Your objective |
Write out everything from the first of the lines below down through the line containing "151L54 152L55 164L60" as a JSON list of strings, with one string per line and blank lines omitted.
## Begin
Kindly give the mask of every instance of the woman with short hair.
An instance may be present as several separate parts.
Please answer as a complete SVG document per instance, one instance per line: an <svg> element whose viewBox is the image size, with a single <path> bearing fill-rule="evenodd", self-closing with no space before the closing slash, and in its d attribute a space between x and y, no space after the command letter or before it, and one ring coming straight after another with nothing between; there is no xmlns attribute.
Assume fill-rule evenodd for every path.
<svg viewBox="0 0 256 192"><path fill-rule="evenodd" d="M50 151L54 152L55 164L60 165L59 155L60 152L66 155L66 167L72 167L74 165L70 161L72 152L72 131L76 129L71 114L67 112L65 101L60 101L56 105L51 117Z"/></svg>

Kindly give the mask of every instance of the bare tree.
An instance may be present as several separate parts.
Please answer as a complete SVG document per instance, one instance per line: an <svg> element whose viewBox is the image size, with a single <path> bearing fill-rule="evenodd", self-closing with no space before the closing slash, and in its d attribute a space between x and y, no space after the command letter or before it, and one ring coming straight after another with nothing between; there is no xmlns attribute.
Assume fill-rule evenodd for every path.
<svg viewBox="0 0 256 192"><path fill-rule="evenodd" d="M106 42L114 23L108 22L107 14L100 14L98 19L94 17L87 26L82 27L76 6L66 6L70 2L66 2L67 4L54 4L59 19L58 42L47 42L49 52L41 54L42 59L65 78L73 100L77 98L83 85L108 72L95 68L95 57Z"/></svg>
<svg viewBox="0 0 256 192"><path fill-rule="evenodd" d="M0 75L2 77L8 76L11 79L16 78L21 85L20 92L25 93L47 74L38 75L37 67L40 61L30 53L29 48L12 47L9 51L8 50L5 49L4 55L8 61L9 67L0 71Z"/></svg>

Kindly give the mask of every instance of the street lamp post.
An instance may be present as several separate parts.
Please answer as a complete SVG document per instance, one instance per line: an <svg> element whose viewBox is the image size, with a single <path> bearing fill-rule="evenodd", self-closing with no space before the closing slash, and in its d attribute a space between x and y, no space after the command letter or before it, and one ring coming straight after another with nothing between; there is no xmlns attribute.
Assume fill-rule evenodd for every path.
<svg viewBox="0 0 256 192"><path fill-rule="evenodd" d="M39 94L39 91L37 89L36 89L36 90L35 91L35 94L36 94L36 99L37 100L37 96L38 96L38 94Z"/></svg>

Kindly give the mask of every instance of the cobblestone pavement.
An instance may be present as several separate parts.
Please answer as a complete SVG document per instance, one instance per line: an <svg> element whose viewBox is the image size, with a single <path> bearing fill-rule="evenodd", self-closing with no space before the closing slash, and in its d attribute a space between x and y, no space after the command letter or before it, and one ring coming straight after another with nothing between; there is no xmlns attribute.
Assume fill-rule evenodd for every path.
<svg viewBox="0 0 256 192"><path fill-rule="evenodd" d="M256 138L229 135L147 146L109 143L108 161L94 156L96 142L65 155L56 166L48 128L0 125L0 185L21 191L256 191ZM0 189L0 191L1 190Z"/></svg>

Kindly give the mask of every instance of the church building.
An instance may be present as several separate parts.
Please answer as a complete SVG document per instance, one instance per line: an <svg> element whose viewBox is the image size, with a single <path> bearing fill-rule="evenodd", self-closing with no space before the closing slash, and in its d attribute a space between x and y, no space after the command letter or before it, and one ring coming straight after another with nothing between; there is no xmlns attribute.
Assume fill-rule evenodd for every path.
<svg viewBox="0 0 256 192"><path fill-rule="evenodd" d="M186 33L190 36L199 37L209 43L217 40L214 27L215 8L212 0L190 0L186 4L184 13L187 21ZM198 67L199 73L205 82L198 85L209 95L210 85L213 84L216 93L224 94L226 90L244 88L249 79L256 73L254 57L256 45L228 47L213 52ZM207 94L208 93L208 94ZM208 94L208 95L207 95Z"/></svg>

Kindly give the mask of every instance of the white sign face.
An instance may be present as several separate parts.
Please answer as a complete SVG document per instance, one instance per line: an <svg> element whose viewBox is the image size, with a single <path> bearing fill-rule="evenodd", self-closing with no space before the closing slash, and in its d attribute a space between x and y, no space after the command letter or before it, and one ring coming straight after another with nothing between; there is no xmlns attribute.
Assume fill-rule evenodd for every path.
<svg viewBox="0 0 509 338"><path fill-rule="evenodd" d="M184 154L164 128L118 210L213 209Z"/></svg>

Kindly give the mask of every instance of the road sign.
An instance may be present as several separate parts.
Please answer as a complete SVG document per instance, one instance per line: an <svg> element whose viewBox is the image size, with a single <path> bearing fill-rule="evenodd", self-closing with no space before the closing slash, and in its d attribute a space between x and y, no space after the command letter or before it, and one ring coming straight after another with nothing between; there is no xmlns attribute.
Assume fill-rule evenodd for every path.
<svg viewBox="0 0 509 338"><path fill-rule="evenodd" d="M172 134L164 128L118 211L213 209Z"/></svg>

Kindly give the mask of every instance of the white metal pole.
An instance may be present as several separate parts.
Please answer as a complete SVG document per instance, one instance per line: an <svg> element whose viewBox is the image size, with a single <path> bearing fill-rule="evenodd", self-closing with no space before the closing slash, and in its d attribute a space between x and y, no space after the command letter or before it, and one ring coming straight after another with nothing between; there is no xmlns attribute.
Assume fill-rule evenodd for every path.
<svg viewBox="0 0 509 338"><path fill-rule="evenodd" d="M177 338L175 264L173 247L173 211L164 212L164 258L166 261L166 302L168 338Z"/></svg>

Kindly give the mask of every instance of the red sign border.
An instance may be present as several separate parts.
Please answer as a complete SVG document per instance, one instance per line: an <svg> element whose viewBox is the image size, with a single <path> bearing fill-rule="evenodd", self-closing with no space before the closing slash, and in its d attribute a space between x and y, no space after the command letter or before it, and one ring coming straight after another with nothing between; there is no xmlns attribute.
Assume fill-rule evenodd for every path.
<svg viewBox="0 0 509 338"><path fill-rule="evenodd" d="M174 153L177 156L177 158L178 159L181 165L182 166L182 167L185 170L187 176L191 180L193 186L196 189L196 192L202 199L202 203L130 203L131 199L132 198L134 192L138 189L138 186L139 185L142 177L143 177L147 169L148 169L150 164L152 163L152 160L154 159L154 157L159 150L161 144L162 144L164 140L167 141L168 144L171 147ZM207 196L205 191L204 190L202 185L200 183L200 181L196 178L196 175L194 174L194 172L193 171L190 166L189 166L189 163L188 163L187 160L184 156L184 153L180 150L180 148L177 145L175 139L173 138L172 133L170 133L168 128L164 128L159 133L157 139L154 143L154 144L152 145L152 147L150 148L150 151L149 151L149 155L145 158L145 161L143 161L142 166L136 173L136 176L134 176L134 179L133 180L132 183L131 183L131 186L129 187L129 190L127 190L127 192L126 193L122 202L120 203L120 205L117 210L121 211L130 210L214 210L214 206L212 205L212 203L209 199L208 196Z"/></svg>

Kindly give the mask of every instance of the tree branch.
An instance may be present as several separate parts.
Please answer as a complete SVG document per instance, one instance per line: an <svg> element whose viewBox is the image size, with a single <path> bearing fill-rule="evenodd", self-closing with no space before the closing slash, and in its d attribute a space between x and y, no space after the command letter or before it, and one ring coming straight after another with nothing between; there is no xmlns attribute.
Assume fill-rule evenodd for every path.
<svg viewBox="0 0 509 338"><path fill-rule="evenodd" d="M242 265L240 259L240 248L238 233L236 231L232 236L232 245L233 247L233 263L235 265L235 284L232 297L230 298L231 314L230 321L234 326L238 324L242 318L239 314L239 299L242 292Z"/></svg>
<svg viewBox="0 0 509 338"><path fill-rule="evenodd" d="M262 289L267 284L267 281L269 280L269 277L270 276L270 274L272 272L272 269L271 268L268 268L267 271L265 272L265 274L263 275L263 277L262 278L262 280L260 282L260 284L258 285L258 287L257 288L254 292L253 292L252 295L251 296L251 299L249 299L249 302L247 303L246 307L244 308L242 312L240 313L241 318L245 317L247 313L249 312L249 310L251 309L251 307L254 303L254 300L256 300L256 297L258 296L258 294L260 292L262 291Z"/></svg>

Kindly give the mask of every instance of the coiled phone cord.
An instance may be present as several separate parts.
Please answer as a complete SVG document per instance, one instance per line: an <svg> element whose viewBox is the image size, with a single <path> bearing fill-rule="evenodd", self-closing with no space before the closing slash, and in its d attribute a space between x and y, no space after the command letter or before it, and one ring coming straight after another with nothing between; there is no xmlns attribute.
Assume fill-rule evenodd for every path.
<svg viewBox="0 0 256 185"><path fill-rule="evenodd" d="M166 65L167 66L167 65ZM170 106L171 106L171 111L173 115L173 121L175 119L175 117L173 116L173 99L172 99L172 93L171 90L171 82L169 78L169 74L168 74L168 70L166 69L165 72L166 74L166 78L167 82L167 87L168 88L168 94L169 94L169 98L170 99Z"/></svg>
## End
Correct output |
[
  "Kindly give the mask of every instance of the woman with short hair.",
  "An instance may be present as several separate parts.",
  "Please answer as a complete SVG document per instance, one instance per line: an <svg> element whose viewBox is the image size, with a single <path> bearing fill-rule=\"evenodd\", self-closing with no space before the closing slash, and in its d attribute a space between x and y, no space after the command letter or before it, and one ring coming straight after another with nothing between; there is no xmlns attribute.",
  "Assume fill-rule evenodd for every path.",
  "<svg viewBox=\"0 0 256 192\"><path fill-rule=\"evenodd\" d=\"M50 151L54 152L55 164L60 165L59 155L60 152L66 155L66 167L72 167L74 165L70 161L72 152L72 131L76 129L71 114L67 112L65 101L60 101L56 105L51 117Z\"/></svg>"
]